What is expected:
Locate each line of the records that contains the string "hiking", treating case as significant, and copy those lines.

Data supplied:
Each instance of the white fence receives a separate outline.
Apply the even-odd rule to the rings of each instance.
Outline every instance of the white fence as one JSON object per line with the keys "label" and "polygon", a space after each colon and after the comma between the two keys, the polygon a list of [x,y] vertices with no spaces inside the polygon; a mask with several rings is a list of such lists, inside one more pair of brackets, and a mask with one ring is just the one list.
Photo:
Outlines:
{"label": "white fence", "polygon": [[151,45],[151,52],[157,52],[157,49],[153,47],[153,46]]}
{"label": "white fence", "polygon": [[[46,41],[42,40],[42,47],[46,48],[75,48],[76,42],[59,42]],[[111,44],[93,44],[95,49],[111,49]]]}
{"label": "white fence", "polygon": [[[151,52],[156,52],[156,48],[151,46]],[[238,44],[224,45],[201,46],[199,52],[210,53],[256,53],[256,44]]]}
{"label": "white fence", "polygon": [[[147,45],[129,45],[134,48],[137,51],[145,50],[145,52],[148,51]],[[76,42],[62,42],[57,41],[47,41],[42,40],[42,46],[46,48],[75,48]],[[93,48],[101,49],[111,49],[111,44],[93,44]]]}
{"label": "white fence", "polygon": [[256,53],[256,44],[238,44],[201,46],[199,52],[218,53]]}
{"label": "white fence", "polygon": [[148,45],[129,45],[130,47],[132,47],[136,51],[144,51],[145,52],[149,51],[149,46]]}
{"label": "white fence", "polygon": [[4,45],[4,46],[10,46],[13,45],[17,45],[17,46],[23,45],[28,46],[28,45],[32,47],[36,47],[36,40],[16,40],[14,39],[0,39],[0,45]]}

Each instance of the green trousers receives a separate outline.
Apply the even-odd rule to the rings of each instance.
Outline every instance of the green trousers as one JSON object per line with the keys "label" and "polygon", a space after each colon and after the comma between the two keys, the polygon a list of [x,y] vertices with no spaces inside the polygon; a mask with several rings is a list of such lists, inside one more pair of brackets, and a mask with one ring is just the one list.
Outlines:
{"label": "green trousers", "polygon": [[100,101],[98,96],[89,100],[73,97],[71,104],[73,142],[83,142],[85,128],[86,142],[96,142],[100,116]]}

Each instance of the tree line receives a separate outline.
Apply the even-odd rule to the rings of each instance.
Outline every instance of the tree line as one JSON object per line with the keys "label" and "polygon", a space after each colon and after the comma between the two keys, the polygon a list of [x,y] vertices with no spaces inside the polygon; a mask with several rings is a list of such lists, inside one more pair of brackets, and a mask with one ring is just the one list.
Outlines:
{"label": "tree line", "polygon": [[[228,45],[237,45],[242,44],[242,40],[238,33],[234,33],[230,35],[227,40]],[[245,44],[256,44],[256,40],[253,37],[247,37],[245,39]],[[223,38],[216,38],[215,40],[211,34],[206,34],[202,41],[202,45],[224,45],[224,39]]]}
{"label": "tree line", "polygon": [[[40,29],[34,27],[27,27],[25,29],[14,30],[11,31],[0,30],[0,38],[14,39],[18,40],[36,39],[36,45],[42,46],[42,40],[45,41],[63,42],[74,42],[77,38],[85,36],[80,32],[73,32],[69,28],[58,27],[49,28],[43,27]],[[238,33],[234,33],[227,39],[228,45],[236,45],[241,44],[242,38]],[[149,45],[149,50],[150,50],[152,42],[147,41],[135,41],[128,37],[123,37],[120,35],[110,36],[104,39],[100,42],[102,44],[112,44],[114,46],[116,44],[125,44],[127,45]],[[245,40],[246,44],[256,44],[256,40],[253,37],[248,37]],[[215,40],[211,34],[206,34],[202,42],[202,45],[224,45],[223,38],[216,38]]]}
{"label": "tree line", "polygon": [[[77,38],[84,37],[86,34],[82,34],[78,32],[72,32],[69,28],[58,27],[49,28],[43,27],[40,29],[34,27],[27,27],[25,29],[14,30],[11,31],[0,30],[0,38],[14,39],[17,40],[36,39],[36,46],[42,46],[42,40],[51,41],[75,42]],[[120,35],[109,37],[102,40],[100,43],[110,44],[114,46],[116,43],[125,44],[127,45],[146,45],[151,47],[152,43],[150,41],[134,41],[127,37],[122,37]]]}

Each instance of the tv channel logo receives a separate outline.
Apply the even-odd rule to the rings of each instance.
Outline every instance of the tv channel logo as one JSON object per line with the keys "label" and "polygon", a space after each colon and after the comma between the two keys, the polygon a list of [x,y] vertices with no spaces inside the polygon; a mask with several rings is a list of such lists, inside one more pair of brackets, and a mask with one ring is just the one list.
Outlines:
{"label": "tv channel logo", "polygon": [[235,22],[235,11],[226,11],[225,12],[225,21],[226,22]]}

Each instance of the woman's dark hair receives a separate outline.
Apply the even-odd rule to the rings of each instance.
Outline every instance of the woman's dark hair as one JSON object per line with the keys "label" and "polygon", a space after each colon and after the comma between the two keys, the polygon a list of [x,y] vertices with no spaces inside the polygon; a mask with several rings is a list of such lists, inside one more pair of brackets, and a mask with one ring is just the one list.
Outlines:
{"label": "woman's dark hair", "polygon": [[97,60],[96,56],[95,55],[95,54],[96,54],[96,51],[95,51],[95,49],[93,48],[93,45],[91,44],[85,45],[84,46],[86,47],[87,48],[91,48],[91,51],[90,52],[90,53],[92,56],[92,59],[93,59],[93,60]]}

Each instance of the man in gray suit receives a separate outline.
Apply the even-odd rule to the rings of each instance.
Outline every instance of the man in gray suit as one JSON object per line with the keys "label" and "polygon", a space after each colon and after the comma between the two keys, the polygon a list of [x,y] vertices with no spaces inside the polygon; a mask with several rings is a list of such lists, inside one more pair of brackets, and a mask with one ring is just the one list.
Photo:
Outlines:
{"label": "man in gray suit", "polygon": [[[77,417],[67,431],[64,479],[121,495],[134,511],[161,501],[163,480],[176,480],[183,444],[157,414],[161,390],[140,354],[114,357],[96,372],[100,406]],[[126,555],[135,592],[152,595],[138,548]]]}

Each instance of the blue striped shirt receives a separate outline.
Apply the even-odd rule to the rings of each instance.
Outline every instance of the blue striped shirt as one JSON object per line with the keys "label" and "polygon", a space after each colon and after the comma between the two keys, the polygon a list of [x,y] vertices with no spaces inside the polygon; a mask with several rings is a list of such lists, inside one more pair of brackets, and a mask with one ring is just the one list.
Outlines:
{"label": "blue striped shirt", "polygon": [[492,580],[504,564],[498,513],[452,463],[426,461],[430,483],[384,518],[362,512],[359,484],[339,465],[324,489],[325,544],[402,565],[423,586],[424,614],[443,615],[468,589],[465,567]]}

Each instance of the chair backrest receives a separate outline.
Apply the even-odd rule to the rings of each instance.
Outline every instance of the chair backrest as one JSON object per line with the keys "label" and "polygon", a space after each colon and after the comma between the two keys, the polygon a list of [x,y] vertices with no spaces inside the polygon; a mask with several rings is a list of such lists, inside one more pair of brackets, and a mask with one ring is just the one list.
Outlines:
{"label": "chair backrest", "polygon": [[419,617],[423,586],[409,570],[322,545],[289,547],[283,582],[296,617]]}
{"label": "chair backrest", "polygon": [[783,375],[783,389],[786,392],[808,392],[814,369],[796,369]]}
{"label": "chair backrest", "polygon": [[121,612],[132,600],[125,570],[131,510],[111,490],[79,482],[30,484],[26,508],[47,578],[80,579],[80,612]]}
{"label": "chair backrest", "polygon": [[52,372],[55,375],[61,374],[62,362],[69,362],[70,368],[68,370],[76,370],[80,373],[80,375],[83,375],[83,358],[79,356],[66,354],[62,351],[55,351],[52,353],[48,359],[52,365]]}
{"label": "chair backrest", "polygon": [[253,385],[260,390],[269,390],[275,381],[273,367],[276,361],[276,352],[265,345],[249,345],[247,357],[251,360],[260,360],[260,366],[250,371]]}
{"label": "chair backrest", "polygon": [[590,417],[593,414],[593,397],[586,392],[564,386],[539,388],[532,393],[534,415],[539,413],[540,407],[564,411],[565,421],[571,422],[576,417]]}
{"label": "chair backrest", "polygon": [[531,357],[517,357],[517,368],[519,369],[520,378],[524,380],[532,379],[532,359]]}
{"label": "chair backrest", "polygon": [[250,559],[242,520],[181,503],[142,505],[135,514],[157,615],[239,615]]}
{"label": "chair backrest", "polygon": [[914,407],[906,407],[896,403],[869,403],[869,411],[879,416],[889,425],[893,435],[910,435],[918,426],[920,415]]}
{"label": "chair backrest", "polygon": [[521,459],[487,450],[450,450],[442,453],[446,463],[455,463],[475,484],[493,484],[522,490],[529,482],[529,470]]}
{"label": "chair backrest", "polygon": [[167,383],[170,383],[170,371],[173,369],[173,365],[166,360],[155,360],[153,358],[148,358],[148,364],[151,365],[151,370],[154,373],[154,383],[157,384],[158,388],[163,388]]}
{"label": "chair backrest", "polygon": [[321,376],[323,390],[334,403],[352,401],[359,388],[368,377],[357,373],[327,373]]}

* * *

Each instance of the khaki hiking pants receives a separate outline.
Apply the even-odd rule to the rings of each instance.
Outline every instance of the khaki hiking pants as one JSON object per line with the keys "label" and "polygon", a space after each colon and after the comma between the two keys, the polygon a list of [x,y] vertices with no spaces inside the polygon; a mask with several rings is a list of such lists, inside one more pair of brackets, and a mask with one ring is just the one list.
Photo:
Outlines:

Reply:
Each instance of the khaki hiking pants receives a separate outline.
Outline every instance of the khaki hiking pants as one JSON object per line with the keys "label" and "polygon", a space after each colon and after the comma between the two keys, the polygon a list of [x,y] vertices with no spaces inside the polygon; a mask with several rings is a list of such lists, inside one more pair of brackets, and a mask with one ring is just the one list.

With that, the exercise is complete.